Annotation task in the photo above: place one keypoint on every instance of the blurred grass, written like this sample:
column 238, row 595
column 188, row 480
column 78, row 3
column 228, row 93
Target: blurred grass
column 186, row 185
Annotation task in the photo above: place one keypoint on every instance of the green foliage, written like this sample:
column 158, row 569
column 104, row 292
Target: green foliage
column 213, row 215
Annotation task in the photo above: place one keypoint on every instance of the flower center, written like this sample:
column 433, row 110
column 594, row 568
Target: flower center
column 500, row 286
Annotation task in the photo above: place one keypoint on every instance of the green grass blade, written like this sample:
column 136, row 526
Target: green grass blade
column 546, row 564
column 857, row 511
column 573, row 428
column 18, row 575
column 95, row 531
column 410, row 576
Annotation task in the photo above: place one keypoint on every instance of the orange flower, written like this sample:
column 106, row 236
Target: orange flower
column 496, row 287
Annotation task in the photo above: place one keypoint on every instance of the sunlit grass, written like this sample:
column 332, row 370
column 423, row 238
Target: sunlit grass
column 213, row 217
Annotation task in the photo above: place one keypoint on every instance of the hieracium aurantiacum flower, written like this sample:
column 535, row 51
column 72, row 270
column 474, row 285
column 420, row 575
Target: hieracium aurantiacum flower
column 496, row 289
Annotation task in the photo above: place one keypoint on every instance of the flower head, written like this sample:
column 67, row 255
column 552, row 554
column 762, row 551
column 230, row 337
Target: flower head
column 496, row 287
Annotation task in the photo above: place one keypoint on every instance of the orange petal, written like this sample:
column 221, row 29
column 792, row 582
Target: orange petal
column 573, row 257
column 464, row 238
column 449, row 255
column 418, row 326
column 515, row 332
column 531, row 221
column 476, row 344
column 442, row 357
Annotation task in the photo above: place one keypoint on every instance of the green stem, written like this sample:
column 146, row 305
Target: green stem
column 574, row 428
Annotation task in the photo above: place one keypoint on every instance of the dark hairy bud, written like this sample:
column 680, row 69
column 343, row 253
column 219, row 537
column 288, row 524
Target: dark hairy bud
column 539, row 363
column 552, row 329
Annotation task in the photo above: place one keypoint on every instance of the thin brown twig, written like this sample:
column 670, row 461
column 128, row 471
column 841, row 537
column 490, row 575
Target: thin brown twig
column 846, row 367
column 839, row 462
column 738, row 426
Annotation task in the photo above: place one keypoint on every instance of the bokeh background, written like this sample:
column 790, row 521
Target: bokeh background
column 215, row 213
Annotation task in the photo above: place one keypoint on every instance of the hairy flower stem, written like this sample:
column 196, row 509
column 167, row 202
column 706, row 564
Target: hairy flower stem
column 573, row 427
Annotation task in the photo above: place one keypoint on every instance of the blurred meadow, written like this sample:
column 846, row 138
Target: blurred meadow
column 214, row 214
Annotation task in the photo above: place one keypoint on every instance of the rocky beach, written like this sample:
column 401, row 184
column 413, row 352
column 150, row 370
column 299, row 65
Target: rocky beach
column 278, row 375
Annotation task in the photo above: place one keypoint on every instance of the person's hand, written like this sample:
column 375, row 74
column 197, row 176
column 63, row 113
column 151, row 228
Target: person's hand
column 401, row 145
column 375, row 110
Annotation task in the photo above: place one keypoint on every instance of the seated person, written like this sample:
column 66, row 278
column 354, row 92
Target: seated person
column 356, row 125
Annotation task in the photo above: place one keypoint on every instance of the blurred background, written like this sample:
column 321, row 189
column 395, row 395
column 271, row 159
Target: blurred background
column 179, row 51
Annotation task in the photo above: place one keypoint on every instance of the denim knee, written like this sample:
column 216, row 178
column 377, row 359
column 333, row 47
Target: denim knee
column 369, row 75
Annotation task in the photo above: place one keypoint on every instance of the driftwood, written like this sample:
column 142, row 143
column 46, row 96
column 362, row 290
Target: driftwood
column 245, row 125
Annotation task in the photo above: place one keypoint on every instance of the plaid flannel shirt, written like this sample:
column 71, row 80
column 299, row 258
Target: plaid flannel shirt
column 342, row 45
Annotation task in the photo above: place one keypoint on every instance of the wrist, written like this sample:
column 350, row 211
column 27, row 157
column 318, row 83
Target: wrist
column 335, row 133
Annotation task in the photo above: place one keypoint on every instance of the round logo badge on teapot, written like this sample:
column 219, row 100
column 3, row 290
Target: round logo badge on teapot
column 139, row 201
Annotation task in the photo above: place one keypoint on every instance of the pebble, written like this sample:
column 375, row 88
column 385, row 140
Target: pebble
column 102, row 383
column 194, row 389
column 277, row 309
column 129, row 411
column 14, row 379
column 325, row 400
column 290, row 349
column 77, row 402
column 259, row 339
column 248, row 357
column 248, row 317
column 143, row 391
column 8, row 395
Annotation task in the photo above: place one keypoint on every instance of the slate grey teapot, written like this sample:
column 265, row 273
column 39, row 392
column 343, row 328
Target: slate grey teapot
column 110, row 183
------------------------
Transcribe the records above exactly, from the opening line down to and including the line with "flower center, written".

Annotation task in the photo above: place one keypoint on every instance of the blurred grass, written like this sample:
column 238, row 595
column 188, row 480
column 78, row 3
column 228, row 93
Target: blurred grass
column 186, row 185
Annotation task in the photo above: place one keypoint on every instance of the green foliage, written like this sample:
column 158, row 569
column 104, row 292
Target: green foliage
column 213, row 215
Annotation task in the photo above: place one keypoint on every instance of the flower center, written like this sample:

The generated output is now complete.